━━━━━ RECORDS FOR THE EXERCISE ━━━━━
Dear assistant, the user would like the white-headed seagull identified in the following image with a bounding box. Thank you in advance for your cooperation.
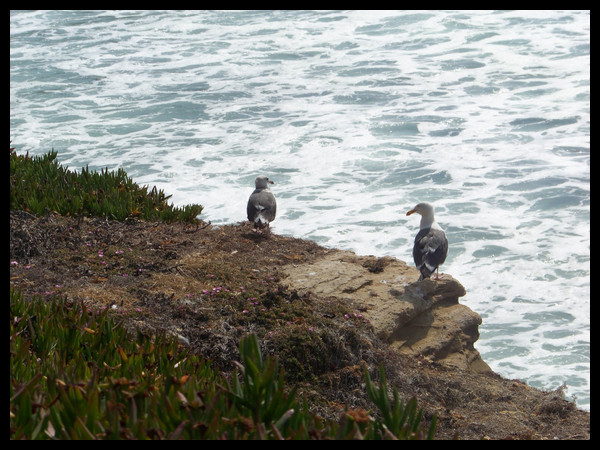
[406,202,448,281]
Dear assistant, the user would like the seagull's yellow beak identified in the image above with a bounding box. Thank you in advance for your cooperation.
[406,208,416,216]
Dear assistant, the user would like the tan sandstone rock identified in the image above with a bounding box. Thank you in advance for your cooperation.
[281,249,491,373]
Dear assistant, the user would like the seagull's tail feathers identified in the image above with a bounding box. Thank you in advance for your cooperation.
[253,214,270,229]
[418,264,435,281]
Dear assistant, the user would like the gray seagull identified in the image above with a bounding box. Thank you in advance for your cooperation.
[247,175,277,233]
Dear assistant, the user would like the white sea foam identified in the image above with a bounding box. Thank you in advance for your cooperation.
[11,10,589,410]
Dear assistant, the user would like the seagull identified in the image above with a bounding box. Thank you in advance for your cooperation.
[406,202,448,281]
[247,175,277,233]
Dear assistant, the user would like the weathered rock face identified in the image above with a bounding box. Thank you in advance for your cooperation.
[281,249,491,373]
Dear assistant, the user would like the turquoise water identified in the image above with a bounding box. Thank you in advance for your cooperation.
[10,10,590,410]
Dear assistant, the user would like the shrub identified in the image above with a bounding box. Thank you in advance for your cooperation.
[9,146,203,223]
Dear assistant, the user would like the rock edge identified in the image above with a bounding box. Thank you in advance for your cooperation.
[281,249,491,373]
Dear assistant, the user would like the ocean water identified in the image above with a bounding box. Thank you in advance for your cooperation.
[10,10,590,410]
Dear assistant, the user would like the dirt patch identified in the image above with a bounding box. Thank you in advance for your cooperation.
[10,211,590,440]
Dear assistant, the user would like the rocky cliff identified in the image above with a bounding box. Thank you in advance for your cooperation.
[10,211,590,439]
[282,250,491,374]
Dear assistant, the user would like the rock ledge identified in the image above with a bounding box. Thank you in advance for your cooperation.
[282,249,491,373]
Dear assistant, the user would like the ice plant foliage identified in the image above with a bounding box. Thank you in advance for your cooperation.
[10,290,436,440]
[10,146,203,223]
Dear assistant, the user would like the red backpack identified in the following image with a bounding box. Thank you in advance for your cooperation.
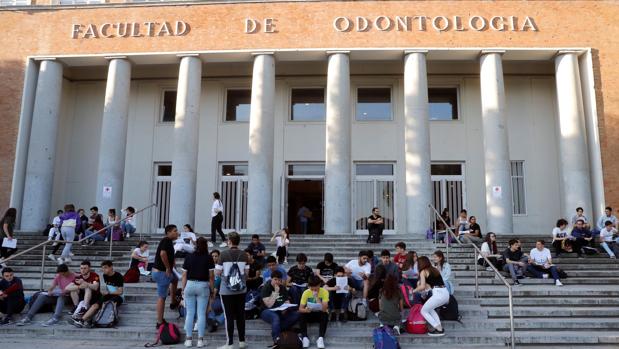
[406,304,427,334]
[400,284,415,308]
[123,267,140,283]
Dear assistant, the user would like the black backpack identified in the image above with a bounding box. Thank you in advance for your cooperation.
[277,331,302,349]
[438,295,462,322]
[225,252,246,293]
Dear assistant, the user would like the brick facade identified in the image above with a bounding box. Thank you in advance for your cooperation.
[0,0,618,210]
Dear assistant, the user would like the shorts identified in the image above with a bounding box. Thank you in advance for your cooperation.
[97,294,123,306]
[152,271,178,299]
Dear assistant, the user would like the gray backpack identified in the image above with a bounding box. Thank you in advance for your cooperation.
[94,300,119,327]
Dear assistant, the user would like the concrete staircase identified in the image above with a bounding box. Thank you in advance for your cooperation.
[0,232,618,348]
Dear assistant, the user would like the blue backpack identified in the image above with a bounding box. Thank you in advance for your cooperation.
[373,326,400,349]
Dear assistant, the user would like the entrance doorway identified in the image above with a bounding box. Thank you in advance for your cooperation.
[287,180,324,234]
[431,163,466,224]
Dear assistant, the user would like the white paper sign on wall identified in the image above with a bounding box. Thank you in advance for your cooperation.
[492,186,502,199]
[103,186,113,199]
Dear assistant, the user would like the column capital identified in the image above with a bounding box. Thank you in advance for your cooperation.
[326,50,350,56]
[33,57,57,61]
[404,49,428,55]
[104,55,129,61]
[480,49,506,57]
[176,53,201,58]
[555,49,583,58]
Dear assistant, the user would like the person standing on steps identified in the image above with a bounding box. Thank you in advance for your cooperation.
[0,208,17,264]
[152,224,180,328]
[367,207,384,243]
[57,204,79,265]
[297,204,311,235]
[215,231,249,349]
[271,228,290,265]
[413,256,449,337]
[211,192,227,248]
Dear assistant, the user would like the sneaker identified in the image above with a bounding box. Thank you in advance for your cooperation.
[513,280,521,286]
[69,252,74,257]
[542,274,549,279]
[239,342,247,349]
[184,339,193,347]
[47,254,56,262]
[317,337,325,349]
[302,337,310,348]
[126,234,131,238]
[41,317,59,327]
[611,255,616,259]
[56,257,64,265]
[555,280,563,287]
[393,326,400,335]
[197,340,205,348]
[16,317,31,326]
[70,318,84,328]
[83,320,94,329]
[338,312,347,322]
[64,257,72,264]
[0,317,11,326]
[485,267,493,272]
[208,242,214,248]
[219,242,228,248]
[427,328,445,337]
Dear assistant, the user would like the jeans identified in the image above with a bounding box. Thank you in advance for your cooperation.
[601,242,619,258]
[184,280,210,338]
[0,294,25,318]
[527,264,560,281]
[300,312,328,338]
[300,220,308,234]
[328,291,349,311]
[420,287,449,329]
[221,293,246,345]
[260,308,301,341]
[502,256,529,281]
[152,271,177,299]
[289,285,307,305]
[121,222,136,236]
[211,213,226,243]
[60,227,75,258]
[26,294,65,321]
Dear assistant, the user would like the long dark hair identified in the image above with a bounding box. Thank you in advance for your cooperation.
━━━━━
TASK DIRECTIONS
Skip the images and restate each record above word for word.

RESULT OF THIS EXERCISE
Dear assistant, the user would like the white-headed seagull identified in the following image with a bounding box. Thank you in advance for your cooperation.
[406,202,448,281]
Dear assistant, the user would like the seagull's yellow beak identified in the image above with a bounding box. Thank you in advance for your cooperation.
[406,208,416,216]
Dear assistant, the user would like the tan sandstone rock identified in the image above with a bounding box. Thank you in advance for your cooperation.
[281,249,491,373]
Dear assistant, the user would like the seagull's tail feathers identified in the image above with a bounding box. Thank you in advance for your cooperation.
[253,214,270,229]
[418,264,435,281]
Dear assistant, the user would like the gray seagull identified in the image above with a bounding box. Thank you in advance for your cooperation.
[247,175,277,233]
Dear assistant, the user would like the white sea foam identified in the image above with a bounding box. Thank you in advance for your cooperation.
[11,10,589,410]
Dear assistant, the user would like the seagull identified in the image above with a bounding box. Thank you in advance for your cooperation.
[406,202,448,281]
[247,175,277,233]
Dear assistant, the user would like the weathered rock face identified in the image above with a bounding box. Thank you in advance for your cooperation.
[281,249,491,373]
Dear assistant, the user would like the turquoise water identified in the image above with a bounding box. Thank you in advance for your cooperation.
[10,10,590,410]
Dear assistant, the user would like the shrub identified in the image above with a bounding box. Thank you in advance for your cooperation.
[9,146,203,223]
Dear assistant, the user would like the rock edge identified in the image above with a bounding box. Thank you in advance for your cooperation.
[281,249,491,373]
Dear assistant, the user would like the ocean water identified in the image above with a bounding box. Thank you in advance for your cooperation.
[10,10,590,410]
Dear assistant, the user would like the dirt patch identified in the image above with a bounding box. Thank you in advance for your cooperation.
[10,211,590,440]
Dear assistant, the user would like the rocky cliff identified in the image above with a bounding box. Thank you in advance for your cooperation.
[10,211,590,439]
[282,250,491,374]
Dear assistant, the user would like the rock ledge identified in the image above with a bounding box. Thank you in advance for your cooperation.
[282,249,491,373]
Dear assistant, the user would like the ice plant foliage identified in the image above with a bounding box. Thank you in advance for your cooperation.
[10,290,436,440]
[10,146,203,223]
Dear assistant, the user would like the red backpack identified in the following image with a bounding box. Thank you in advance for your cooperation.
[406,304,427,334]
[400,284,415,308]
[123,267,140,283]
Dear assistant, the user would like the black backpack identified in the image above with a bounding box. Thank you in advance for your cooperation.
[277,331,302,349]
[438,295,462,322]
[225,252,246,293]
Dear assistant, the user would like the brick facade identified in the image above with a bounding box. Thank you in advance for your cooperation.
[0,0,618,210]
Dear assistant, the user would like the shorts identified in the image above with a bounding box. Thank you in advance for your cooperation.
[97,294,123,306]
[152,271,178,299]
Dear assistant, the user would like the gray backpack identified in the image above with a bounding box. Thank you in advance for your cooperation.
[94,300,119,327]
Dear assistant, the user would like the concrete staircase identified in the image above with a bounding box. Thank you in advance for your cooperation.
[0,232,618,348]
Dear assistant, the user would like the blue backpack identified in the image above with a bounding box. Thank you in advance for your cooperation.
[373,326,400,349]
Dear assistant, the user would like the entrance doorway identified in the image above with a bounding box. Thank you in advance for your cooperation.
[287,180,324,234]
[431,163,466,224]
Dear assistant, the user would like the white paper sign on wall identified in the image above with a bounding box. Thank you in advance for your cooperation.
[492,186,502,199]
[103,186,113,199]
Dear assistant, the user would like the column capital identified in the image above with a bounding box. Thank you in advance for your cooperation.
[326,50,350,56]
[33,57,57,61]
[404,49,428,55]
[104,55,129,61]
[480,49,506,57]
[176,53,201,58]
[555,49,583,58]
Dear assistant, the user would like the person standing on steps identified in the image above with a bounding box. Thank you in advance for your cooperation.
[0,208,17,264]
[152,224,180,328]
[367,207,384,243]
[57,204,79,265]
[297,204,311,235]
[215,231,249,349]
[271,228,290,265]
[413,256,449,337]
[211,192,227,248]
Dear assistant, the user would like the sneaker identified in the image above with a bounding box. Thank you in advance for your cooperation.
[513,280,521,286]
[69,252,74,257]
[542,274,549,279]
[239,342,247,349]
[184,339,193,347]
[47,254,56,262]
[317,337,325,349]
[302,337,310,348]
[126,234,131,238]
[41,317,59,327]
[611,255,616,259]
[56,257,64,265]
[555,280,563,287]
[393,326,400,335]
[197,340,205,348]
[16,317,31,326]
[70,318,84,328]
[83,320,94,329]
[338,312,347,322]
[64,257,72,264]
[0,317,11,326]
[485,267,493,272]
[208,242,214,248]
[219,242,228,248]
[427,328,445,337]
Dear assistant, the user would like the jeans identified in the image above with a bounding box. Thank you in advance for your cooperation.
[601,242,619,258]
[184,280,210,338]
[0,294,25,318]
[527,264,560,281]
[300,312,328,338]
[300,220,308,234]
[328,291,349,311]
[420,287,449,329]
[221,293,246,345]
[260,308,301,341]
[502,256,529,281]
[152,271,177,299]
[289,285,307,305]
[121,222,136,236]
[211,213,226,243]
[60,227,75,258]
[26,294,65,321]
Dear assistant, the user would like the long dark hair identified in the image above with a bounding box. Thank you in advance for your cooperation.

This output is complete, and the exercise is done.